### Problems and tasks
a. From the article on Sarnia-Lambton farmers and the wet spring, return the passage between "Farmer Mark Lumley" and "out for planting.", inclusive.
b. In the article on Sarnia-Lambton farmers and the wet spring, to what date did Agricorp move the corn planting deadline for the area?
c. Write what comes next in the article on Sarnia-Lambton farmers and the wet spring, starting after its final sentence.

### Article
The weather this spring has been so wet and rainy that some Sarnia-Lambton farmers had not yet planted a single seed in the ground by last week, let alone a full crop.

Corn is normally planted in May and soybeans follow in June. But most local farmers are weeks behind schedule and some have already given up this year on planting corn, one of Sarnia-Lambton “big three” cash crops.

Farmer Mark Lumley took advantage of a brief dry spell the second weekend of June to plant 980 acres of corn in three days.

“Almost every piece of iron in the county was rolling long hours,” said Lumley, who worked 20-hour days to accomplish what normally takes two weeks.

He said this year was the latest he has ever seeded, and by last week some farm fields in Sarnia-Lambton still hadn’t sufficiently dried out for planting.

Don McCabe, the Lambton-Middlesex director of the Ontario Federation of Agriculture, said if seed corn isn’t in the ground early enough it can’t absorb enough heat to produce a decent yield.

And for a crop to be insured, it must be planted by a preset deadline, he added.

Agricorp, a provincially run crop insurer, pushed the corn planting deadline for this area back two days to June 17 to buy farmers some additional time.

[Pointing records]
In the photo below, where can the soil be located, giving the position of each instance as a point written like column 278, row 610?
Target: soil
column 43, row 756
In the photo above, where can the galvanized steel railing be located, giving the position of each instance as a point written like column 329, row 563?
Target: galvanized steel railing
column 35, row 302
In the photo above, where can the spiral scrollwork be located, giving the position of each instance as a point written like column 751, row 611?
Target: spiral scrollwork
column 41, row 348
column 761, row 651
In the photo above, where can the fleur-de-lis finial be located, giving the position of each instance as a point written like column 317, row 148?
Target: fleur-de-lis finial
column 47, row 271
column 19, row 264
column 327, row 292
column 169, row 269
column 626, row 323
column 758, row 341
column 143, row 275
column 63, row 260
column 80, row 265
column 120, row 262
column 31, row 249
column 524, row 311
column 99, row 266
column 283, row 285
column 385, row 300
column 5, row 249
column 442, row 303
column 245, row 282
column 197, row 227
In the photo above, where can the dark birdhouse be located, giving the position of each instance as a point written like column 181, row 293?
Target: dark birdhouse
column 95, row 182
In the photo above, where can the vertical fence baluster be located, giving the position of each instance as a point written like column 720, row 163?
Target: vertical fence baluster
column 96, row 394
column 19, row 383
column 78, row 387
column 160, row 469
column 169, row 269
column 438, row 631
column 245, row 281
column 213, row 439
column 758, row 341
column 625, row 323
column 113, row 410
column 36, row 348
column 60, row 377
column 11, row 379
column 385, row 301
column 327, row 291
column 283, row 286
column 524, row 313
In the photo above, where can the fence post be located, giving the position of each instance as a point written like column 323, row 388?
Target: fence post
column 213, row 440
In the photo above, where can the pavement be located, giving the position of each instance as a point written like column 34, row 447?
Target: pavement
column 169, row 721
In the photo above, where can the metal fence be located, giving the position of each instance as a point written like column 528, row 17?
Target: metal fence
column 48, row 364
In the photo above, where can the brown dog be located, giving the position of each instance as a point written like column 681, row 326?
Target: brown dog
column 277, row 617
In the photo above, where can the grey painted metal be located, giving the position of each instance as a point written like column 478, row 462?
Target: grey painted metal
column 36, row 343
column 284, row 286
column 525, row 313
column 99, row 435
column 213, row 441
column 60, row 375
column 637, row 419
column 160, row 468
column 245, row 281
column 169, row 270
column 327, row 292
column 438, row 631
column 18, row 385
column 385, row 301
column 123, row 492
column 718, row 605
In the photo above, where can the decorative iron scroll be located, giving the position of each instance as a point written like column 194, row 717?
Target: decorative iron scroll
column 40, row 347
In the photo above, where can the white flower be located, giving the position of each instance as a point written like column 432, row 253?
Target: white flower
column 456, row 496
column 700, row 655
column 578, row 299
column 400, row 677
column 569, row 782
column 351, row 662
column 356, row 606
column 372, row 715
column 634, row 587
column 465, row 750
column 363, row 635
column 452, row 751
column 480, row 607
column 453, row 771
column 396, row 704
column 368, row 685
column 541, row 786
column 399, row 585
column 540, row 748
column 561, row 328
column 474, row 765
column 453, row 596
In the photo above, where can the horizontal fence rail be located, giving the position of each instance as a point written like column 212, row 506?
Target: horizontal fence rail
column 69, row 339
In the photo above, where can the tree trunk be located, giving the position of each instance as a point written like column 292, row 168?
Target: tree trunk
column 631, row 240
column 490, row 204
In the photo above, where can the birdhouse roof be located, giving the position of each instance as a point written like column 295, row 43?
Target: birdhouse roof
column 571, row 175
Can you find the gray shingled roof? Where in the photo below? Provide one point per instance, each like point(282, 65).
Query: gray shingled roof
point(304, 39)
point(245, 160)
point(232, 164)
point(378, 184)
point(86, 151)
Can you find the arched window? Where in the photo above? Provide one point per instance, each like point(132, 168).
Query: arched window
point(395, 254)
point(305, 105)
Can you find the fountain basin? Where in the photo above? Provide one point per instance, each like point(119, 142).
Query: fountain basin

### Answers below
a.
Farmer Mark Lumley took advantage of a brief dry spell the second weekend of June to plant 980 acres of corn in three days.

“Almost every piece of iron in the county was rolling long hours,” said Lumley, who worked 20-hour days to accomplish what normally takes two weeks.

He said this year was the latest he has ever seeded, and by last week some farm fields in Sarnia-Lambton still hadn’t sufficiently dried out for planting.

b. June 17.

c.
Likewise, the soybean deadline has been extended to July 5 from June 30.

McCabe said it’s not unusual for the insurer to extend regional deadlines because of uncooperative weather, but moving them across the entire province is rare.

“We may have corn planted (but) the soil conditions are so crappy, so waterlogged, it doesn’t matter if you do have it planted. The seed may just plain rot in the ground,” he said.

For producers who rely on silage corn to feed livestock the uncertainty is extremely stressful, he said.

“Where is this corn going to come from if there’s none to buy?”

Heavy rain last fall also decimated the winter wheat crop, which is planted in October and November and harvested the next year.

McCabe estimated 90% of the winter wheat crop is lost.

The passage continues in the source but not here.